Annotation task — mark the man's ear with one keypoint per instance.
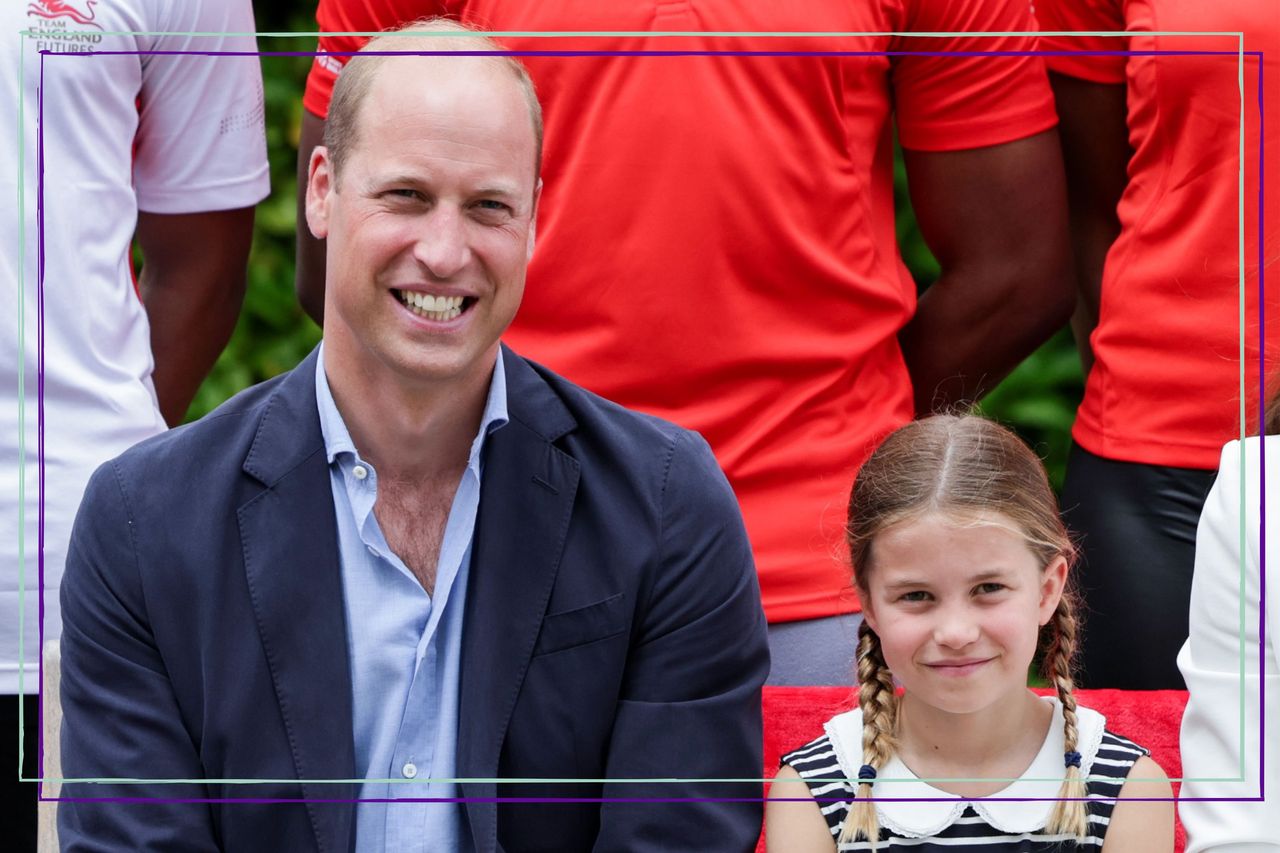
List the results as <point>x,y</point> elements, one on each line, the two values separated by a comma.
<point>1052,584</point>
<point>533,222</point>
<point>320,185</point>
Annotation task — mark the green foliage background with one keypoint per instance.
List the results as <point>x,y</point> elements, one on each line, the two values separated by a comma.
<point>273,334</point>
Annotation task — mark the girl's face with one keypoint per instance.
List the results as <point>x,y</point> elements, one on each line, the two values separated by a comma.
<point>958,607</point>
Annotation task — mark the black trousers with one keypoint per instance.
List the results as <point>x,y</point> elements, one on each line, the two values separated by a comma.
<point>18,798</point>
<point>1137,532</point>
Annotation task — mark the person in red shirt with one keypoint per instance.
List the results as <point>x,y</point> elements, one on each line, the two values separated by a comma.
<point>1152,146</point>
<point>717,240</point>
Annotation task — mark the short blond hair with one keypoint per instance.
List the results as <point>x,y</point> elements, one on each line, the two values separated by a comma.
<point>342,127</point>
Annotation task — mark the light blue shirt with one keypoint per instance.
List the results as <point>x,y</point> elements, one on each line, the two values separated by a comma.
<point>405,646</point>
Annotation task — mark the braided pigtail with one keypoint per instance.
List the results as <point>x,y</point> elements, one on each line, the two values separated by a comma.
<point>1070,815</point>
<point>878,702</point>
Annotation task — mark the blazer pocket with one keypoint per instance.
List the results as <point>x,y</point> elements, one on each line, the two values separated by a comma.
<point>583,625</point>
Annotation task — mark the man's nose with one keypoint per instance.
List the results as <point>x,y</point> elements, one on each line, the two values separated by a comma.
<point>442,246</point>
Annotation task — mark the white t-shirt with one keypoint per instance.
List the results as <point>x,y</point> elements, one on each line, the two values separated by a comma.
<point>144,131</point>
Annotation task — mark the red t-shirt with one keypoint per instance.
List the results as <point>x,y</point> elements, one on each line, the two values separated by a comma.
<point>716,240</point>
<point>1165,387</point>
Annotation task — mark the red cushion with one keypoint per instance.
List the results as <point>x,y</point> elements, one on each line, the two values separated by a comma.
<point>794,716</point>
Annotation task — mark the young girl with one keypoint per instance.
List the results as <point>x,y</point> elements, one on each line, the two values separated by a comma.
<point>961,562</point>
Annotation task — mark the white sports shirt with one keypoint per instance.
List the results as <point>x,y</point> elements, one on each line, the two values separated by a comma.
<point>155,132</point>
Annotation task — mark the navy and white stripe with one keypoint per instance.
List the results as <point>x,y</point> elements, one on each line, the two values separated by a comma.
<point>818,766</point>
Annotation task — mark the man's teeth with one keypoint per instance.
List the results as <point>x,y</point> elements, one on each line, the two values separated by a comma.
<point>433,308</point>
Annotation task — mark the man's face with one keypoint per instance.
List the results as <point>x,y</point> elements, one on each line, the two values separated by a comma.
<point>430,224</point>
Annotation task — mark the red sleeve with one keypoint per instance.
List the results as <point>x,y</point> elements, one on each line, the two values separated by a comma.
<point>355,16</point>
<point>949,103</point>
<point>1084,16</point>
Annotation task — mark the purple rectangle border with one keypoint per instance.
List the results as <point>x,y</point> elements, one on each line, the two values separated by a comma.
<point>40,398</point>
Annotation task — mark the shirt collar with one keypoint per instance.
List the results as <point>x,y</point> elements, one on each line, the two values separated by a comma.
<point>337,438</point>
<point>924,811</point>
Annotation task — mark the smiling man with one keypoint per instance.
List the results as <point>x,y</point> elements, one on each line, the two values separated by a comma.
<point>417,559</point>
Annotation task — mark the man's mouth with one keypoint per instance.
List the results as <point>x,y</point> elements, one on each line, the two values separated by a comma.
<point>442,309</point>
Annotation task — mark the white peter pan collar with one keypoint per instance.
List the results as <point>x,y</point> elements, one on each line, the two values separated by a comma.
<point>924,811</point>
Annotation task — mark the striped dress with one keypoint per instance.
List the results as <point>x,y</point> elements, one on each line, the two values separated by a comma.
<point>920,817</point>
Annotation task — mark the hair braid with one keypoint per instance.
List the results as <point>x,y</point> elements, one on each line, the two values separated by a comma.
<point>878,702</point>
<point>1070,815</point>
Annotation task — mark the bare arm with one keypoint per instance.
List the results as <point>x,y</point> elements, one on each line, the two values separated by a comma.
<point>309,279</point>
<point>794,826</point>
<point>1139,826</point>
<point>1096,154</point>
<point>192,286</point>
<point>996,220</point>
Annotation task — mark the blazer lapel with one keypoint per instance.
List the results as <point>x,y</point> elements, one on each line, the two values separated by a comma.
<point>289,541</point>
<point>525,502</point>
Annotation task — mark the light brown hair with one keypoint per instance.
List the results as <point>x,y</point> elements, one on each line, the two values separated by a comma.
<point>967,468</point>
<point>341,129</point>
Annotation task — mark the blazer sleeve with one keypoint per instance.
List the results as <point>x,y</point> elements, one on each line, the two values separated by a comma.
<point>120,719</point>
<point>690,708</point>
<point>1225,673</point>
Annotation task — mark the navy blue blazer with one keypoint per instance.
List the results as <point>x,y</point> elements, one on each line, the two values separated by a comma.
<point>613,630</point>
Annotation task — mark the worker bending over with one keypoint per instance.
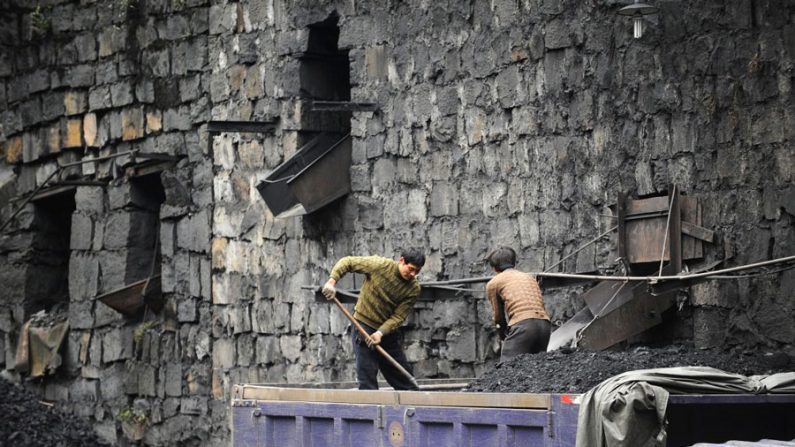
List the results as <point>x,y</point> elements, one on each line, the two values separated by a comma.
<point>518,295</point>
<point>388,294</point>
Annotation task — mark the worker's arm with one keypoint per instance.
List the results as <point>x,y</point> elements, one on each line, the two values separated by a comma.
<point>399,316</point>
<point>497,308</point>
<point>358,264</point>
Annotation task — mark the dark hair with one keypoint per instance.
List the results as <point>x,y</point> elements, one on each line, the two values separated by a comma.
<point>502,258</point>
<point>413,256</point>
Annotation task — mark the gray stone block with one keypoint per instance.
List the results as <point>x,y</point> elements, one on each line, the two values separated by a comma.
<point>177,119</point>
<point>106,315</point>
<point>90,200</point>
<point>239,318</point>
<point>268,350</point>
<point>147,380</point>
<point>224,353</point>
<point>709,327</point>
<point>193,406</point>
<point>79,76</point>
<point>81,315</point>
<point>444,199</point>
<point>222,18</point>
<point>186,311</point>
<point>319,322</point>
<point>82,390</point>
<point>111,381</point>
<point>99,98</point>
<point>82,232</point>
<point>121,94</point>
<point>173,379</point>
<point>193,232</point>
<point>245,350</point>
<point>30,111</point>
<point>117,344</point>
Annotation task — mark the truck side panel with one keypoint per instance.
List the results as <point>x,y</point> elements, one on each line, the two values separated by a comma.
<point>305,424</point>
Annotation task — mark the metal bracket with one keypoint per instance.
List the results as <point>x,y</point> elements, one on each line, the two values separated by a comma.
<point>379,417</point>
<point>244,403</point>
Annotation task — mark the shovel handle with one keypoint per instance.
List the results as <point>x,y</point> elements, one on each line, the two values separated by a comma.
<point>378,349</point>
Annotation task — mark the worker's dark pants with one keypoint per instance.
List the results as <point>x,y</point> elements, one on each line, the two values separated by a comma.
<point>526,337</point>
<point>368,361</point>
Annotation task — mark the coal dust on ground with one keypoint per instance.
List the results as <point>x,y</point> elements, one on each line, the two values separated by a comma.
<point>579,371</point>
<point>27,421</point>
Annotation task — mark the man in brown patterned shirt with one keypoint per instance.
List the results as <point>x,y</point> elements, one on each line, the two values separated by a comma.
<point>388,294</point>
<point>517,294</point>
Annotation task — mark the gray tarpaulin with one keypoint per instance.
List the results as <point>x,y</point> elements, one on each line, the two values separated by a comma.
<point>628,410</point>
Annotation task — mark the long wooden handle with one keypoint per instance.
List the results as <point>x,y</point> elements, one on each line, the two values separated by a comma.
<point>378,349</point>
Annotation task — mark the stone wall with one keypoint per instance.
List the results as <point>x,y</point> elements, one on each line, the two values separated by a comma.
<point>504,122</point>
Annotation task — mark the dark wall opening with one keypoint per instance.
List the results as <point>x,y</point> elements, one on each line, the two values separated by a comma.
<point>325,76</point>
<point>47,279</point>
<point>143,256</point>
<point>325,69</point>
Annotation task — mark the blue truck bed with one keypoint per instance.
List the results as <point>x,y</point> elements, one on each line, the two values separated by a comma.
<point>268,416</point>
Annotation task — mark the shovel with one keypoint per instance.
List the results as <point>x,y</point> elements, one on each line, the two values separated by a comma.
<point>378,349</point>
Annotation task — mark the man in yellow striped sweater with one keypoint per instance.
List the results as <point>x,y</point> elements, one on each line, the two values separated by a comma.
<point>388,294</point>
<point>517,294</point>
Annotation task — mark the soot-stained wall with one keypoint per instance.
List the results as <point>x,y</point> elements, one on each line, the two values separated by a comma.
<point>497,123</point>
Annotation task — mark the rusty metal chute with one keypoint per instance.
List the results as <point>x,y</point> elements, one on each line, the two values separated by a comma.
<point>315,176</point>
<point>131,299</point>
<point>651,231</point>
<point>39,345</point>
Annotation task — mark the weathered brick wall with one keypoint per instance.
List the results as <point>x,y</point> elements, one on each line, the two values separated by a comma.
<point>504,122</point>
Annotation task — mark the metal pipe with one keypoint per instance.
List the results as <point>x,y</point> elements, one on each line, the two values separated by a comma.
<point>57,171</point>
<point>581,248</point>
<point>667,226</point>
<point>715,274</point>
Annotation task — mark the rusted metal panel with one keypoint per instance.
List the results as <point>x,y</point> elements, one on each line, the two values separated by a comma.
<point>674,224</point>
<point>316,175</point>
<point>645,226</point>
<point>640,313</point>
<point>44,345</point>
<point>130,299</point>
<point>324,179</point>
<point>567,333</point>
<point>241,126</point>
<point>607,296</point>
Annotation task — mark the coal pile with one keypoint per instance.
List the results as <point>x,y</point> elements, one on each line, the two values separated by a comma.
<point>579,371</point>
<point>25,421</point>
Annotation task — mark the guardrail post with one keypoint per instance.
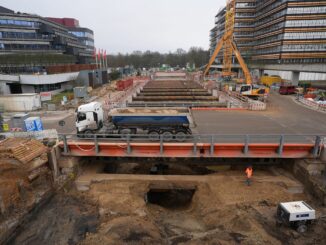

◆ ◆ ◆ ◆

### What to do
Please give the records again from the start through the line holding "<point>405,646</point>", inclusive, swapping "keypoint" for "marker" and changing nothing else. Leave out the pictures.

### Solution
Annotation task — mark the man's ear with one marker per instance.
List the results as <point>x,y</point> elements, one on each line, the two values separated by a comma.
<point>1052,584</point>
<point>533,222</point>
<point>320,185</point>
Annotation task — mark the green foliage background with one marker per instance.
List the results as <point>x,y</point> elements, one on each line, the two values separated by a comma.
<point>273,334</point>
Annotation task — mark the girl's face with one marker per instance.
List the results as <point>x,y</point> elements, one on each line, the two values separated by a comma.
<point>958,607</point>
Annotation task — mark the black trousers with one marker per instance.
List the results as <point>x,y</point> elements, one on each line, the two values separated by a comma.
<point>18,798</point>
<point>1137,532</point>
Annotation task — mark the person in red shirt with one marker per instance.
List the results as <point>x,y</point> elements, one on each line, the two values separated by a comma.
<point>1152,146</point>
<point>717,240</point>
Annotation task — mark the short blond hair with one marker per instance.
List the results as <point>x,y</point> elements, one on each line, the two values separated by a comma.
<point>342,127</point>
Annotation task — mark the light blue shirt with one marker per instance.
List the results as <point>x,y</point> elements, one on each line, the two values separated by a comma.
<point>405,646</point>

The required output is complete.